begin Recorded information

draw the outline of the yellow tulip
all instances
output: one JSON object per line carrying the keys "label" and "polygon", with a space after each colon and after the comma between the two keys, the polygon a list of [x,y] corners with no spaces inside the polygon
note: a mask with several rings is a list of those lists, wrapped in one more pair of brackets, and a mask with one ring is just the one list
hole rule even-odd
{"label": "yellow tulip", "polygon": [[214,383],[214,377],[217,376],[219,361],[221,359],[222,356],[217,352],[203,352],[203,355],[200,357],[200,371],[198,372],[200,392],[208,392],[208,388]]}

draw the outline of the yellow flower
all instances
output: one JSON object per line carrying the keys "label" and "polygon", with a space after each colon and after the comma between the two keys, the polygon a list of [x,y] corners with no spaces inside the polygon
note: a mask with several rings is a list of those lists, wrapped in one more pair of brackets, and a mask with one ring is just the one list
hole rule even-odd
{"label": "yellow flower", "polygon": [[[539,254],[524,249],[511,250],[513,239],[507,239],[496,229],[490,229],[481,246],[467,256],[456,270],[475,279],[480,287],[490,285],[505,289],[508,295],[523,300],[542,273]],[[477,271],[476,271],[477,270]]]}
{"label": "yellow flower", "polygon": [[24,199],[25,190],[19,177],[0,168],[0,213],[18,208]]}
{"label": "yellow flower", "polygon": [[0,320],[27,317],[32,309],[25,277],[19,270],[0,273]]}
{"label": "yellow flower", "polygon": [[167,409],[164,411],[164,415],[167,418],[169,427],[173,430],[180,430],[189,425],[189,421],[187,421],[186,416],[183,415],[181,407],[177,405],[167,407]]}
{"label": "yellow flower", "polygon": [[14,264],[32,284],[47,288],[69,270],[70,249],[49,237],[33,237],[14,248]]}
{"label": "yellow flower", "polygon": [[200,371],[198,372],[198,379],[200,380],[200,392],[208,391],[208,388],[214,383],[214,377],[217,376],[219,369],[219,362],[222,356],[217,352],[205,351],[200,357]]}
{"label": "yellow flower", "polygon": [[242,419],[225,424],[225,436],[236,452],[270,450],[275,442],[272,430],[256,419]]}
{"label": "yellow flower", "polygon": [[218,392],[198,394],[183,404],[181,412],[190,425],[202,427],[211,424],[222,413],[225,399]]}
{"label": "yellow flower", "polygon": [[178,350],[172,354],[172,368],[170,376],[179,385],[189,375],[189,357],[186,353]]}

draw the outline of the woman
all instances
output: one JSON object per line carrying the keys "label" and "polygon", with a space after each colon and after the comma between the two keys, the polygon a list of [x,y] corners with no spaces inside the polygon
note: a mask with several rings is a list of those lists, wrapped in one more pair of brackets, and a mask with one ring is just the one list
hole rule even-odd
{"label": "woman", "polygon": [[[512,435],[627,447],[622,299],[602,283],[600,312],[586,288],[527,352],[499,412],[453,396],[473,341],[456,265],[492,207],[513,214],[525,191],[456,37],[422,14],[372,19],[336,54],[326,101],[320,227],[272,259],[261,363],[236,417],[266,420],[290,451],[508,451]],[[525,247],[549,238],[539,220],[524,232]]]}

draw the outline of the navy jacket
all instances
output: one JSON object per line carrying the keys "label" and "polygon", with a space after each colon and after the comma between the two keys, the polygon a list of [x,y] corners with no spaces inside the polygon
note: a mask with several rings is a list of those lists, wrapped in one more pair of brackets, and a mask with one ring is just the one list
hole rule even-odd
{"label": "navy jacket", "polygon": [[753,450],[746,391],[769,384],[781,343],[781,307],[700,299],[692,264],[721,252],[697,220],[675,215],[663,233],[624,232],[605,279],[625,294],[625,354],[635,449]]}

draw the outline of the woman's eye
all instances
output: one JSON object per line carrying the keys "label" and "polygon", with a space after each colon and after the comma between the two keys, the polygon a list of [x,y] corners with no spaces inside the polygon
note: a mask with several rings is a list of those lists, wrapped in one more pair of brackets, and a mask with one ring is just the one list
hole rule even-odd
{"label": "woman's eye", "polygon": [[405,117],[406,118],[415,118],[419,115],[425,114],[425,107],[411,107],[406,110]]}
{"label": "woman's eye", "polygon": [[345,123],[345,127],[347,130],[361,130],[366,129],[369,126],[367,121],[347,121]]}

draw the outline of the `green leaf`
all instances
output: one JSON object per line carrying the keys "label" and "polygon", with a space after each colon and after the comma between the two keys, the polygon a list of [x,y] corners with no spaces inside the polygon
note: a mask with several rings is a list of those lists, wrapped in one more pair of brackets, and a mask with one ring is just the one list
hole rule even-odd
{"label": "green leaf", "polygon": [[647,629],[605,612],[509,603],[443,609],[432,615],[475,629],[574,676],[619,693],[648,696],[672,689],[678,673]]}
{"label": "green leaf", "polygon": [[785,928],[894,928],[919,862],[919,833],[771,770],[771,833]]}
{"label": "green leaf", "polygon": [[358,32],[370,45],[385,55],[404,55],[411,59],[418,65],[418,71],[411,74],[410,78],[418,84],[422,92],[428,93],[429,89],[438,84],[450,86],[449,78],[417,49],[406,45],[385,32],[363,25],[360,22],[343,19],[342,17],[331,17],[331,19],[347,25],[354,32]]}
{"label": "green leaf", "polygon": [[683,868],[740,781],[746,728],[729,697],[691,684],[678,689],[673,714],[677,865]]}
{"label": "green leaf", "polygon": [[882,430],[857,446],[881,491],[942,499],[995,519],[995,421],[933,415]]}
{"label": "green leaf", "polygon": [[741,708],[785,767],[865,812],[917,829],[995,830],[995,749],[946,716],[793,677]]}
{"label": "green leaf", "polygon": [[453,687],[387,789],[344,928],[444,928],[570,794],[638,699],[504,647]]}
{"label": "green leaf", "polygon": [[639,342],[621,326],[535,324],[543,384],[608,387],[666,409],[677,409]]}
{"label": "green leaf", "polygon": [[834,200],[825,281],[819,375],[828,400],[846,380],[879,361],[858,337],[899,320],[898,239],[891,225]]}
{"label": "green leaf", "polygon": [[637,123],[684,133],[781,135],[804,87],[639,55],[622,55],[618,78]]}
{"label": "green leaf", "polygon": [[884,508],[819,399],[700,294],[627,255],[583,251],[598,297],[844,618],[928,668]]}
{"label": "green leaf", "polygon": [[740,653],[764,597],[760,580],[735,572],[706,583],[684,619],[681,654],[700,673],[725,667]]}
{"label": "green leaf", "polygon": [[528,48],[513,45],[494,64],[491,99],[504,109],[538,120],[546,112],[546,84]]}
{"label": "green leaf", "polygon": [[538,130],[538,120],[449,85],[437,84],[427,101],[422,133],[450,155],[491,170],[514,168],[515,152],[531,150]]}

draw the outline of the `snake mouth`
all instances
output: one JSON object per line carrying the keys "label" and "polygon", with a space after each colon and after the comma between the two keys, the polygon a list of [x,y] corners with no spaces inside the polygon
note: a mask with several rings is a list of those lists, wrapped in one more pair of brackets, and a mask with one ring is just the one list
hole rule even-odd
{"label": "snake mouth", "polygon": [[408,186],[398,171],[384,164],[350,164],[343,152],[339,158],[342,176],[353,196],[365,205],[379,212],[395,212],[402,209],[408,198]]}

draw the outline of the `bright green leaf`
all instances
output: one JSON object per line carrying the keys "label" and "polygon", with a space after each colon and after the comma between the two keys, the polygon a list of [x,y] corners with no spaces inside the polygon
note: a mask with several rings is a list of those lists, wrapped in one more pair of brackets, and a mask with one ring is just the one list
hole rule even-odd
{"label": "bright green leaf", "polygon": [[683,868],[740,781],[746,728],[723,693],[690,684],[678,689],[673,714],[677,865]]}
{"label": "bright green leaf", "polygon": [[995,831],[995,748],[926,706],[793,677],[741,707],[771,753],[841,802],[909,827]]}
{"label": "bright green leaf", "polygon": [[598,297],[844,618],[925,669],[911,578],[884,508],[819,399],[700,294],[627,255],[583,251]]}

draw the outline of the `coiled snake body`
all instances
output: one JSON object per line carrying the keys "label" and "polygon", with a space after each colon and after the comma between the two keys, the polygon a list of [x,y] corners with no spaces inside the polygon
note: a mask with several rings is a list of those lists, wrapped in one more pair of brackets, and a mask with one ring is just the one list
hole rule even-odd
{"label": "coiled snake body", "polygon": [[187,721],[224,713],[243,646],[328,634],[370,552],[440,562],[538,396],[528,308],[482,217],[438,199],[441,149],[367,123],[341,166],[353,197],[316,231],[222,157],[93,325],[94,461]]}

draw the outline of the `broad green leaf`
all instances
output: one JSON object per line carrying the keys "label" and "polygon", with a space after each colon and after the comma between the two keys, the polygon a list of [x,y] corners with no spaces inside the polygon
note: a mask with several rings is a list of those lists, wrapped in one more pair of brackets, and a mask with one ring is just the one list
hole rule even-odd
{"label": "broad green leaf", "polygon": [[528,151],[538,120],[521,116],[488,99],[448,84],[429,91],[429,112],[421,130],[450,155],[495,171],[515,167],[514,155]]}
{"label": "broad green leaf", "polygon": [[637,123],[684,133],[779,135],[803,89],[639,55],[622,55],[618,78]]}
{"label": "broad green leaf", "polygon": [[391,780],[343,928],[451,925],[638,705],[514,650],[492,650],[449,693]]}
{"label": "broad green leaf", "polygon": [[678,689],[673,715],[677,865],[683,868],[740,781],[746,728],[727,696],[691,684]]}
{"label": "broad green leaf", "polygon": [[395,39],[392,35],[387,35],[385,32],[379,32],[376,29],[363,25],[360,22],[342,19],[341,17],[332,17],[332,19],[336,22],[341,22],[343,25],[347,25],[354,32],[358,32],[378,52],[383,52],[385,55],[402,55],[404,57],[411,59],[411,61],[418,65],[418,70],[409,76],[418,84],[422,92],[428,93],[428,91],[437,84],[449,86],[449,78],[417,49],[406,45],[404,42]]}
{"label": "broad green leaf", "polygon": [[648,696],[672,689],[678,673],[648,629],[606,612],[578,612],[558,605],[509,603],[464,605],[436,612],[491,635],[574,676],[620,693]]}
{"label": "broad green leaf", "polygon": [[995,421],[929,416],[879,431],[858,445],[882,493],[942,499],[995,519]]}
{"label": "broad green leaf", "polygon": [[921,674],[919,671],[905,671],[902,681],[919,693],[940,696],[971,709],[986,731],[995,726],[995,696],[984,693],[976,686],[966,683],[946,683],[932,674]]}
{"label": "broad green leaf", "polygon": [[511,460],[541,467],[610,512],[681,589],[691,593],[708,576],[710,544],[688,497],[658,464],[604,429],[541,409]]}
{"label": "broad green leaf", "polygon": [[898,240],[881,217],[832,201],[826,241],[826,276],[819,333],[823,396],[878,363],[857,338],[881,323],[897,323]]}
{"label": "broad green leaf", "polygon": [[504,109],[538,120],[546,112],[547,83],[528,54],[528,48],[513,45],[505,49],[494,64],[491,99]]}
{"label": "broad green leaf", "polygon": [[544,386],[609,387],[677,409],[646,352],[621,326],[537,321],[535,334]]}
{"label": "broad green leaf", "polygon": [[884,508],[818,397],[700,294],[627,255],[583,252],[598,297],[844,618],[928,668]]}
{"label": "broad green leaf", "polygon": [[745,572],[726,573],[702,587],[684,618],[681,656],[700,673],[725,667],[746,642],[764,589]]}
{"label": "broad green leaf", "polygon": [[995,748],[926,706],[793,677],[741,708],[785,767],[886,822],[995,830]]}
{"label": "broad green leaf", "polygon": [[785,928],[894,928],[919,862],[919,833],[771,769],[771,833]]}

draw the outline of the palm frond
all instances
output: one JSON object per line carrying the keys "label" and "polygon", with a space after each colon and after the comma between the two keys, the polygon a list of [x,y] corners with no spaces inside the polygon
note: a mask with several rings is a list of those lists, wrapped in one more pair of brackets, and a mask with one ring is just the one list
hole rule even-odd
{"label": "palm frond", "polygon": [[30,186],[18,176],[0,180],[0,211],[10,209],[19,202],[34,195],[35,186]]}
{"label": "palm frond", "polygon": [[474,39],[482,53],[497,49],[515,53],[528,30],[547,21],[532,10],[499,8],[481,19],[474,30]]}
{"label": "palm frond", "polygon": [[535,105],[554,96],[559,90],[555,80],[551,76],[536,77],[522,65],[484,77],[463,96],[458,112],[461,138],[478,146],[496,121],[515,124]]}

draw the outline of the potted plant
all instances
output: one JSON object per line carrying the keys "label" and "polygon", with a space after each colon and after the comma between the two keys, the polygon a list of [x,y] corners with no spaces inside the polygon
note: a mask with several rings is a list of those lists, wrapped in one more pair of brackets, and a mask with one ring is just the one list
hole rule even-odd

end Recorded information

### [Requirements]
Turn the rows from the line containing "draw the outline of the potted plant" through the end of the rows, inclusive, into a numbered list, skipping any blank lines.

### [Completed task]
1. draw the outline of the potted plant
2. all instances
3. output: one JSON object per line carrying the keys "label" and "polygon", with a space after each colon and after the comma between the two keys, the polygon a list of [x,y] corners with no spaces inside the polygon
4. note: a mask with several rings is a list of those lists, wrapped in one more pair of brackets, and a mask with one ring is just the one list
5. hole rule even-odd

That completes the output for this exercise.